Copy the entries below, switching each occurrence of "lane-occupancy tally" to "traffic survey" and leaving everything else unchanged.
┌──
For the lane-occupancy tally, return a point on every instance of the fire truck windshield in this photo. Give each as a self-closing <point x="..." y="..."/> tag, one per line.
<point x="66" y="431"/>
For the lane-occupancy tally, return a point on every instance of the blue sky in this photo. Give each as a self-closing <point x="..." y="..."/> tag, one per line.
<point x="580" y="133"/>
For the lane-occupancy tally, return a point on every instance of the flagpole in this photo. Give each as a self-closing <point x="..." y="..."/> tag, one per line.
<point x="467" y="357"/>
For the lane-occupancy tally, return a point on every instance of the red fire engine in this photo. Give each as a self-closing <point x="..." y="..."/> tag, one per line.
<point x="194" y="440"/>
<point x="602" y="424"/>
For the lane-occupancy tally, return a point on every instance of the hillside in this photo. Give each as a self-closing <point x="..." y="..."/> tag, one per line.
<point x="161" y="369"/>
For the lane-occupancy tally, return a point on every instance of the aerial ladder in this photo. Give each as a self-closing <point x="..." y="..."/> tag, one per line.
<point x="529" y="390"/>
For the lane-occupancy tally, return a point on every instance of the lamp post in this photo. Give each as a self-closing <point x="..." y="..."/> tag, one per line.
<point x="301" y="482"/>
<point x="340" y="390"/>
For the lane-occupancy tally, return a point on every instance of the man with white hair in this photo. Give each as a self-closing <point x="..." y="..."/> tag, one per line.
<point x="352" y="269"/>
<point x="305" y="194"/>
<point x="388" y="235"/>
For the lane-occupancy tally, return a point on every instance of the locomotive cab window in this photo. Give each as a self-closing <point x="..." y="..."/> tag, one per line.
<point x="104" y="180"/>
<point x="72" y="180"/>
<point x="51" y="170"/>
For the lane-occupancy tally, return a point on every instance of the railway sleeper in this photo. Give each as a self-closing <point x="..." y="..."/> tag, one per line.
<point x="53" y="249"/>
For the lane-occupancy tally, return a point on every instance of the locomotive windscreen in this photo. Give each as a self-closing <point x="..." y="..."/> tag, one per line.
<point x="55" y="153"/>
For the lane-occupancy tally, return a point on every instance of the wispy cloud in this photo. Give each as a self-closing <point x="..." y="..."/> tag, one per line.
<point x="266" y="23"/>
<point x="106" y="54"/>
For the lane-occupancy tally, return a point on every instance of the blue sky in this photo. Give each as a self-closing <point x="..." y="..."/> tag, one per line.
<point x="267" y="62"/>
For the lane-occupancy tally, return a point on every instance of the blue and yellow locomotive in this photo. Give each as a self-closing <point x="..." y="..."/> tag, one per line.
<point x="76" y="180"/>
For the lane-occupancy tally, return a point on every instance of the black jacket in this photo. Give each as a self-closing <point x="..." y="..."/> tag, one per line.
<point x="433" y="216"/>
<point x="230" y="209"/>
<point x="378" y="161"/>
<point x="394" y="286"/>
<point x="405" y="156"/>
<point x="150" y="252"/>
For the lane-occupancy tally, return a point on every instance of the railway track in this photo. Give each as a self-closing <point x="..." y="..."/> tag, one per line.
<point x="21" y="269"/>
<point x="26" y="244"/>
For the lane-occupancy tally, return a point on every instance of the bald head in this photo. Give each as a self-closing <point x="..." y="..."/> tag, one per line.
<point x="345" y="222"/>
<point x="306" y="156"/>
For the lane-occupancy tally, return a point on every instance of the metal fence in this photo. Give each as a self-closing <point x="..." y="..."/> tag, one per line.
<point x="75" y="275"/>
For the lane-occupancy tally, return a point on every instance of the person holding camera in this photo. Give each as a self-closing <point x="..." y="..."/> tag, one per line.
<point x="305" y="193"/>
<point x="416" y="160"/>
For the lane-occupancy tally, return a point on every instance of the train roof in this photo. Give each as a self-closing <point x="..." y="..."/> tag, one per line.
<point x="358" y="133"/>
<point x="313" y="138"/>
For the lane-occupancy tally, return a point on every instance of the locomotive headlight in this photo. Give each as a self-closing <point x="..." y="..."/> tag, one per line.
└──
COMPLETE RESPONSE:
For the traffic survey, return a point on every instance of the fire truck windshield in this photo. Give each as a self-closing <point x="..." y="..."/> tag, one per line.
<point x="66" y="431"/>
For the traffic survey, return a point on every instance of the blue sky in this photo. Give each as a self-closing <point x="..." y="..."/> tag, one per line.
<point x="580" y="133"/>
For the traffic survey, return a point on every instance of the flagpole in this photo. Give each as a self-closing <point x="..." y="..."/> tag, one per line.
<point x="467" y="357"/>
For the traffic survey, return a point on every instance of the red fire engine in this photo. Give each as a self-closing <point x="..." y="..."/> tag, one per line.
<point x="194" y="440"/>
<point x="602" y="424"/>
For the traffic survey, return a point on every instance of the hillside in this photo. Give each as a self-closing <point x="..." y="..."/> tag, one per line.
<point x="161" y="369"/>
For the traffic survey, return a point on every instance of the aerial ladder in this photo. Give each as a self-closing <point x="..." y="..."/> tag, one per line.
<point x="529" y="390"/>
For the traffic survey, return a point on every instance of the lamp post in this photo. Give each as a self-closing <point x="..." y="..."/> tag, one per line.
<point x="301" y="482"/>
<point x="340" y="390"/>
For the traffic survey, return a point on every instance of the man with white hair in this photo. Give each as a self-closing <point x="..." y="..."/> tag, one per line.
<point x="352" y="269"/>
<point x="305" y="194"/>
<point x="388" y="235"/>
For the traffic survey, return a point on every instance of the locomotive cab window in this photo. Give each as a self-closing <point x="..." y="..."/> tag, one per line.
<point x="104" y="180"/>
<point x="72" y="180"/>
<point x="51" y="170"/>
For the traffic survey, return a point on every instance of the railway sleeper in this photo. Give each as a self-closing <point x="..." y="..."/> tag, one per line.
<point x="53" y="249"/>
For the traffic survey, return a point on every instance of the locomotive windscreen in this photo. Give each as a self-closing <point x="..." y="..."/> tag, one per line.
<point x="55" y="153"/>
For the traffic survey, return a point on every instance of the wispy cloud in this photo. Give each as a self-closing <point x="..." y="..."/> tag, one per line.
<point x="266" y="23"/>
<point x="106" y="54"/>
For the traffic survey, return a point on every instance of the blue sky in this photo. Give each as a self-closing <point x="..." y="..."/> tag, one per line.
<point x="267" y="62"/>
For the traffic survey, return a point on every instance of the blue and yellow locomotive in this photo. Give each as a self-closing <point x="..." y="..."/> tag, one per line.
<point x="76" y="180"/>
For the traffic survey, return a point on every instance of the black jacket in this photo. Give each as a self-closing <point x="..." y="..."/> tag, one per line.
<point x="433" y="216"/>
<point x="230" y="209"/>
<point x="378" y="161"/>
<point x="394" y="286"/>
<point x="405" y="156"/>
<point x="150" y="252"/>
For the traffic survey, return a point on every instance of the railway track in this photo. Give each as a self-closing <point x="..." y="..."/> tag, one per line.
<point x="21" y="269"/>
<point x="26" y="244"/>
For the traffic survey, return a point on every instance of the bald head in this photo. Give each as a self-closing <point x="..." y="..."/> tag, one per line.
<point x="345" y="222"/>
<point x="306" y="156"/>
For the traffic survey, return a point on every instance of the metal fence in this photo. Give each as a self-closing <point x="..." y="..."/> tag, one per line.
<point x="75" y="275"/>
For the traffic survey, return a point on every instance of the person holding camera in this photo. Give each as a self-closing <point x="..." y="..."/> tag, one per line.
<point x="305" y="193"/>
<point x="416" y="160"/>
For the traffic survey, return a point on every instance of the train roof in this photo. Give each as a self-closing <point x="..." y="..."/> tag, one per line.
<point x="358" y="133"/>
<point x="313" y="138"/>
For the traffic survey, return a point on every instance of the locomotive headlight in this photo. Give each as a self-closing <point x="..." y="..."/> tag, one per line.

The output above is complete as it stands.